▸ **Records for the task**:

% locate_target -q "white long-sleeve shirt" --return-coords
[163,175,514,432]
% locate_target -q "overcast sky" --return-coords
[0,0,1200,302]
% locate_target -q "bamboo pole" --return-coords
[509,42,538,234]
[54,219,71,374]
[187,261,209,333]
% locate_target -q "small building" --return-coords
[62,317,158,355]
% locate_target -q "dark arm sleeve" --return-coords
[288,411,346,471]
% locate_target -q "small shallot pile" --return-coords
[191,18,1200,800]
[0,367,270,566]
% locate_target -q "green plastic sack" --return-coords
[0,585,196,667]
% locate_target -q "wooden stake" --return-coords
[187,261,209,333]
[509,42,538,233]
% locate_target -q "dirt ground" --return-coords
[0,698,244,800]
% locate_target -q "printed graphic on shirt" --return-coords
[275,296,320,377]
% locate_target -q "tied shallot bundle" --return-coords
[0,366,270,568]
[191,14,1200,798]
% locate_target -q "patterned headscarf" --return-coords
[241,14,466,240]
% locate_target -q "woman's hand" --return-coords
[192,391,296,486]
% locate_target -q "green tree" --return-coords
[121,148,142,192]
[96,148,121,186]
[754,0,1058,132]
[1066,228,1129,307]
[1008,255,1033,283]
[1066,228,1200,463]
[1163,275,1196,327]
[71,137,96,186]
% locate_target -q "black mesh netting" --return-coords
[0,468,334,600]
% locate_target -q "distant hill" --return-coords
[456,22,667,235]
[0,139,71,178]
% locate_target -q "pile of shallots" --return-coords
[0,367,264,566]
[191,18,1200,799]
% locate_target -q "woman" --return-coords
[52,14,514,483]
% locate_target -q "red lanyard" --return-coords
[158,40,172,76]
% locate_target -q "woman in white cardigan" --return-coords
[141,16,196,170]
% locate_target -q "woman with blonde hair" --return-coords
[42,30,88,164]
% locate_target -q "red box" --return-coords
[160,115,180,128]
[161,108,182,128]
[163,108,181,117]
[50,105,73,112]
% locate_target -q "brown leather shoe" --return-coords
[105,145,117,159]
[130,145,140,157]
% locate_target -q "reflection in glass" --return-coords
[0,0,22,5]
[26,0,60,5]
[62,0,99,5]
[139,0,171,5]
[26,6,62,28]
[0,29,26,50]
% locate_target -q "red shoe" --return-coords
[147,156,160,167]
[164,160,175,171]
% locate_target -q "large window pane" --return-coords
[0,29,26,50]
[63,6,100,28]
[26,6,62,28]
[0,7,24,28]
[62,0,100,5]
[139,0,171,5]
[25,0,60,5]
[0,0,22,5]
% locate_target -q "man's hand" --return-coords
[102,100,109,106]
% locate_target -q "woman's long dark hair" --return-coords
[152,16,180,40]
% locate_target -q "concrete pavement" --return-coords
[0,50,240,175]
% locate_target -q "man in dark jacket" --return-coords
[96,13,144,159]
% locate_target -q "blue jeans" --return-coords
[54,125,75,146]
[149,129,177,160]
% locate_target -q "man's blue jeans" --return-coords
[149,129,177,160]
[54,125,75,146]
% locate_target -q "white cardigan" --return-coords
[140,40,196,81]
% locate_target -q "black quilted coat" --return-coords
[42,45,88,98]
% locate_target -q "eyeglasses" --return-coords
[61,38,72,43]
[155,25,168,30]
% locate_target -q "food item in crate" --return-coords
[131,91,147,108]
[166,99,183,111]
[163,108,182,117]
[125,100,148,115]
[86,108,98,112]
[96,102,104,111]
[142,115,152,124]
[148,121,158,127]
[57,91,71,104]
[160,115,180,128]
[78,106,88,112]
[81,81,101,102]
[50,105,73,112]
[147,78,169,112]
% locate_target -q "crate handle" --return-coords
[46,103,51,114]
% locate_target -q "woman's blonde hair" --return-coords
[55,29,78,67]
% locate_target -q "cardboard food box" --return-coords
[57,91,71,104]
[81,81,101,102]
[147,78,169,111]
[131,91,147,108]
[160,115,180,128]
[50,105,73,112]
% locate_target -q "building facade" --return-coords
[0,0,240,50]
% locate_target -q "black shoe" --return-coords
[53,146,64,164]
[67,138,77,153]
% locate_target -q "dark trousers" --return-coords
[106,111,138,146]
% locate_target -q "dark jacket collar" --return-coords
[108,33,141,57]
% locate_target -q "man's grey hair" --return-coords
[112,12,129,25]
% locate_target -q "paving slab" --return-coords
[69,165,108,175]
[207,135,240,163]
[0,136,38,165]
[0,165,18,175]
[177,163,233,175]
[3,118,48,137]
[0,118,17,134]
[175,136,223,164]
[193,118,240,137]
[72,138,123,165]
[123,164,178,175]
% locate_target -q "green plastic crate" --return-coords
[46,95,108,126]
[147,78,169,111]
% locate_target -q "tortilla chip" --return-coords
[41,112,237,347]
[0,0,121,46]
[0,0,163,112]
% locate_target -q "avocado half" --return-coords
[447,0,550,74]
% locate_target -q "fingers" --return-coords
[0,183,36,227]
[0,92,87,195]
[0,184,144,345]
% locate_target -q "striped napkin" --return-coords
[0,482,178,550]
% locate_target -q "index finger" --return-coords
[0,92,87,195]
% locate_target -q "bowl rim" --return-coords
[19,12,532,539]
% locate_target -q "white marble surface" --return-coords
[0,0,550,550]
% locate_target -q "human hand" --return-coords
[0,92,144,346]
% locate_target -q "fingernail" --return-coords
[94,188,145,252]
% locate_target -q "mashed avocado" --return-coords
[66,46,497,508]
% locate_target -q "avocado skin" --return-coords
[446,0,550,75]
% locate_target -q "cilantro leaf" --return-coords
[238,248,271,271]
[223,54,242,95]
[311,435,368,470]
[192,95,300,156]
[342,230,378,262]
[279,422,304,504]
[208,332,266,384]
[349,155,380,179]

---

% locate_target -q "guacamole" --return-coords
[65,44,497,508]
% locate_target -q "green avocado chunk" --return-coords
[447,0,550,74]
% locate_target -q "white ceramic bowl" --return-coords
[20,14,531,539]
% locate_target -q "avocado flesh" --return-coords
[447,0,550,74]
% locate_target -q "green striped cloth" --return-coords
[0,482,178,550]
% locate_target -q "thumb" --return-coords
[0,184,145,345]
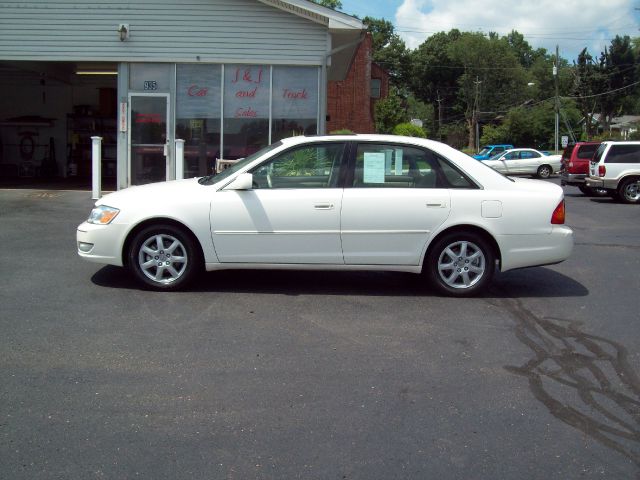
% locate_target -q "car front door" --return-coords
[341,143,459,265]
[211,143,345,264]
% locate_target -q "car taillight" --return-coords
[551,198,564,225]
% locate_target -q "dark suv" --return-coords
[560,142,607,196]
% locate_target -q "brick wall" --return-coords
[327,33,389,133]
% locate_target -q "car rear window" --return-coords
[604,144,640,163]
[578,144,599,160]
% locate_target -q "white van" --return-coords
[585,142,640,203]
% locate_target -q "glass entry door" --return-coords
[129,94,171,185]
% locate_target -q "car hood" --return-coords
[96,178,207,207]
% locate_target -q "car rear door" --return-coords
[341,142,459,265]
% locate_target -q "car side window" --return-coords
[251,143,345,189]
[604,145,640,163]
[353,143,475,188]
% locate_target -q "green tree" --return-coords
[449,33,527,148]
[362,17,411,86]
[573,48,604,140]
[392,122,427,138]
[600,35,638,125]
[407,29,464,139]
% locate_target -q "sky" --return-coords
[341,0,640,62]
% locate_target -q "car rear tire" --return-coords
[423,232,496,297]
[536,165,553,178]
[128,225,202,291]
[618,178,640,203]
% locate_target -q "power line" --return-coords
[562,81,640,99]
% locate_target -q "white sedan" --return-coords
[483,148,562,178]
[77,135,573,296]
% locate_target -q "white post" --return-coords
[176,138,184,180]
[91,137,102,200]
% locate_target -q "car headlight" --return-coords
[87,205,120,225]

▸ **Stated problem**: Pull out every line in the records above that contains the string "shoe", treating uppercase and lowercase as different.

▸ **Result below**:
% locate_target -q "brown leather shoe" --return-coords
% locate_target -q "red shoe" --return-coords
% locate_target -q "black shoe" --return-coords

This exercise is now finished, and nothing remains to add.